Update the entries below by putting "largest circle" wherever "biggest circle" appears, with everything else left the same.

(Records)
────────────────

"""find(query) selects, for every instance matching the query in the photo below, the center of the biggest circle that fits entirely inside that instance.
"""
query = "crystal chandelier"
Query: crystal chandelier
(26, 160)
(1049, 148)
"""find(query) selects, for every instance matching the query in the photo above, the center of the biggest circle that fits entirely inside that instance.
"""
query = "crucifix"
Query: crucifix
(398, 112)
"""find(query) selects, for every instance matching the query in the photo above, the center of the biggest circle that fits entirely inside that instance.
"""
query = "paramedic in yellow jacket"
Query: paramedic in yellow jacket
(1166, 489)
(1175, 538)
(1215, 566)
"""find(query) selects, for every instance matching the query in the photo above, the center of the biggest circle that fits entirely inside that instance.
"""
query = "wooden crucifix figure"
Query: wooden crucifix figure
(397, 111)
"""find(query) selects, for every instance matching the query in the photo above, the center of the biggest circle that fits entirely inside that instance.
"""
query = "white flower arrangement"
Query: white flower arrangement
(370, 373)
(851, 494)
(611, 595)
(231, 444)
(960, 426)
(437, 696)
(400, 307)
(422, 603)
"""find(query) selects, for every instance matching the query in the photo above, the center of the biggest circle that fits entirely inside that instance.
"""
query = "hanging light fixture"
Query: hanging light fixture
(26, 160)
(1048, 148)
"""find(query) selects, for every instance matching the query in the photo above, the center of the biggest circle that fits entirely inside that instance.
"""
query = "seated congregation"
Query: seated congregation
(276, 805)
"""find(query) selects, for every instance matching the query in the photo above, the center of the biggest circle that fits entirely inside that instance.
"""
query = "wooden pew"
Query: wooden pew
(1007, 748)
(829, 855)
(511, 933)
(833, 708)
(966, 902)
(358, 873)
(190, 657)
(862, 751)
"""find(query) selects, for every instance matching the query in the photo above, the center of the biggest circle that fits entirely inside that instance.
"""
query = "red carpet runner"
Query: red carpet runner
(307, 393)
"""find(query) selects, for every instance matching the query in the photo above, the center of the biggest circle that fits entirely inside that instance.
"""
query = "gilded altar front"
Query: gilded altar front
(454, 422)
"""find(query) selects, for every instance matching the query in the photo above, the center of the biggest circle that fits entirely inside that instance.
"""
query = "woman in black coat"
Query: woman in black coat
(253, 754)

────────────────

■ FINISHED ANSWER:
"""find(query) selects, for every instance matching the query in the photo below, the center of the largest circle that fits entirely inside that instance.
"""
query = "crystal chandelier"
Query: crystal chandelier
(26, 160)
(1049, 148)
"""find(query) selects, for every instance matching the query in the photo above, the center of the largest circle that fits entirely inside that instance.
"""
query = "crucifix"
Query: crucifix
(398, 112)
"""find(query) selects, for every instance matching the query in the photo above, the center of the largest circle that fits entirely inside that instance.
"""
query = "paramedic in yellow jacket"
Query: paramedic in yellow jacket
(1166, 489)
(1175, 538)
(1215, 566)
"""find(query) selects, for every instance matching the query in the photo above, the center of the largest circle that fits entirely inside that instance.
"""
query = "wooden crucifix figure"
Query: wooden crucifix figure
(397, 111)
"""find(query) selects, for every instance matching the query in the photo above, the center of the largest circle that fits entirely inside that instance.
"""
query = "white flower arrangement"
Query: white flower arrangement
(370, 373)
(851, 494)
(611, 595)
(231, 444)
(960, 426)
(437, 696)
(400, 307)
(422, 603)
"""find(query) selects, for every instance matching the query in the photo above, the center of the largest circle that fits entirely inside that instance.
"""
query = "hanging light fixture"
Query: hanging light fixture
(26, 160)
(1048, 148)
"""find(query) selects, for every instance matching the query in the photo above, the center of the largest circle that fits entirely inside that instance.
"""
query = "seated congregation"
Query: seated congregation
(276, 805)
"""find(query) selects, for every instance matching the query in the photo above, the center of the largest circle that fits entirely inside that instance.
"""
query = "wooden pew"
Query: wooden pew
(1007, 748)
(829, 855)
(511, 933)
(833, 708)
(966, 902)
(358, 873)
(190, 657)
(862, 751)
"""find(query) selects, for every instance matching the query in the photo above, the center of the largest circle that fits entirely inside that instance.
"""
query = "red carpet runner"
Query: red carpet runner
(307, 393)
"""find(query) selects, for every instance matching the query in the photo above, the center of the largest circle that fits entirely inside that instance.
"""
query = "gilded altar front"
Query: gilded altar front
(454, 422)
"""find(query) selects, for every instance matching the query in the photo above, the center of the largest circle that fits entirely inside that instance.
"""
query = "woman in black coat"
Query: woman in black coat
(253, 754)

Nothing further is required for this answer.